WHAT YOU WILL DO: Decide whether each statement below agrees with the post on the suffrage centenary, answering yes or no and quoting the words of the post that decide it. 1. The 1918 Representation of the People Act gave women the same voting rights as men. 2. Constance Maud belonged to the Women Writers Suffrage League. 3. Mrs Clegg bore and raised twelve children.

PROVIDED PASSAGE:
“Courage calls to courage everywhere, and its voice cannot be denied.” (Millicent Fawcett)

Today is the 100th anniversary of the 1918 Representation of the People Act in Britain receiving Royal Assent, which enabled all men and some women over the age of 30 to vote for the first time (it would be another 10 years before women got equal voting rights). There are lots of events going on this year to commemorate the centenary, but it’s also worth noting that the suffragettes argued for equal pay for equal work, and yet 100 years later (last week) Carrie Gracie has been giving evidence to MPs over pay discrimination at the BBC. This is just one example. The fight for equal rights worldwide is ongoing.

Suffragettes,_England,_1908

For this post I’ve picked one novel written by a suffragette and a short story from the twentieth-first century portraying suffragettes.

Firstly, No Surrender by Constance Maud (1911), who was a member of the Women Writers Suffrage League. I read a crusty copy from the library which had that pleasing old book smell, but Persephone have published it as one of their beautiful editions too, and if you’re on a book-buying ban like me, they also offer it as a free e-book.

Maud looks at suffrage primarily through the story of young cotton mill worker Jenny Clegg. Jenny Clegg’s father has all the power in their home while her mother does all the work:

“Her voice took on its usual apologetic tone with her lord and master. For Mrs Clegg was imbued with a spirit of such humility that she apologised not only for rising early and late taking rest, while fulfilling her manifold obligations towards her mate, such as bearing and raising his ten children, cooking, washing, mending, cleaning for the family, but even for her very existence up to the age of fifty-five in this strenuous service without pay.”

SUPPLIED DATA:
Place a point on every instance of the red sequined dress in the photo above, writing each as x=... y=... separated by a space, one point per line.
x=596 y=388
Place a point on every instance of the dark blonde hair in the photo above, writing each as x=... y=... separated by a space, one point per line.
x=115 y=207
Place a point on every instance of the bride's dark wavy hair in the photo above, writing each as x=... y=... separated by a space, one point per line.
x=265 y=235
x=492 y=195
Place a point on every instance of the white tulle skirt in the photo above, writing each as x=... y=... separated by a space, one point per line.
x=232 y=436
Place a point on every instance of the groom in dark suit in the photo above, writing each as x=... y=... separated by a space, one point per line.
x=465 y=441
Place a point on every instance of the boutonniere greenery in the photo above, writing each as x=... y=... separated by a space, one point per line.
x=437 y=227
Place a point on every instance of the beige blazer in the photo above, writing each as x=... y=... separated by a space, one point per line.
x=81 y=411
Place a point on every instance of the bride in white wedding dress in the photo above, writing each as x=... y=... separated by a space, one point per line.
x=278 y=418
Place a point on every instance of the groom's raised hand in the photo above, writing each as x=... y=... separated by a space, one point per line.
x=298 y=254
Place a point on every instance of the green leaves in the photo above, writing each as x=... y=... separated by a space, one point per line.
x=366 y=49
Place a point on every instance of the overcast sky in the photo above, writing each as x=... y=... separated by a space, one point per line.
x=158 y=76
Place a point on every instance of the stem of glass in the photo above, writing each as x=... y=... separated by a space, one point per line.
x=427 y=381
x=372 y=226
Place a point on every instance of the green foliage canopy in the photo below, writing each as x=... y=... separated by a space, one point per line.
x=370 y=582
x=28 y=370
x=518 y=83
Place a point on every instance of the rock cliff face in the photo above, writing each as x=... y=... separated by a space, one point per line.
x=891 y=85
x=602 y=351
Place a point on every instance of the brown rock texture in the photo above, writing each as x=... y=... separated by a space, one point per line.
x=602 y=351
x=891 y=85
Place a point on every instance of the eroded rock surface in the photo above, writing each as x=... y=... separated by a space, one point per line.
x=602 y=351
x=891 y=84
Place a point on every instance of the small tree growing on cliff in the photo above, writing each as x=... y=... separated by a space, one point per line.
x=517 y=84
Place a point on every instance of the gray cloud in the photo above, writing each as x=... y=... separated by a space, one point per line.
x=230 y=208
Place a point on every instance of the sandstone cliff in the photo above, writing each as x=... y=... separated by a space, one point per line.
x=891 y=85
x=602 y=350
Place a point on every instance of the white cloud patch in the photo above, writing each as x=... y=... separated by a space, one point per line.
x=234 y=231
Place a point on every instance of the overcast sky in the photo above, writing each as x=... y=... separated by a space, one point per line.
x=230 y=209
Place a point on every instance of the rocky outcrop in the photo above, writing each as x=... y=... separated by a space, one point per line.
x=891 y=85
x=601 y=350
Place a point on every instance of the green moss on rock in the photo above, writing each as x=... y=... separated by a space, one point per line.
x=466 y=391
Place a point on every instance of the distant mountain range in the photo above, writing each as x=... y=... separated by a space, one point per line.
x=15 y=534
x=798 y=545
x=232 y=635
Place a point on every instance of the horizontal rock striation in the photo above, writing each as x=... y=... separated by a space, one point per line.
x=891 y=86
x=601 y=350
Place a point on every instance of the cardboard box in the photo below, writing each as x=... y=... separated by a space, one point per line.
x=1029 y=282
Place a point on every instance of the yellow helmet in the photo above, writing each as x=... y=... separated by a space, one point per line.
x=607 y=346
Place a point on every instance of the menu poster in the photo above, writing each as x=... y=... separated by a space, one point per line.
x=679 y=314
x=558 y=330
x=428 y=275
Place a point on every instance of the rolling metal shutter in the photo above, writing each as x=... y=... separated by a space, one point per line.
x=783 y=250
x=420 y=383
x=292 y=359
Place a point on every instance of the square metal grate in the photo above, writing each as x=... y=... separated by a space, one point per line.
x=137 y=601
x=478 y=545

TASK OUTPUT:
1. No: "it would be another 10 years before women got equal voting rights"
2. Yes: "who was a member of the Women Writers Suffrage League"
3. No: "bearing and raising his ten children"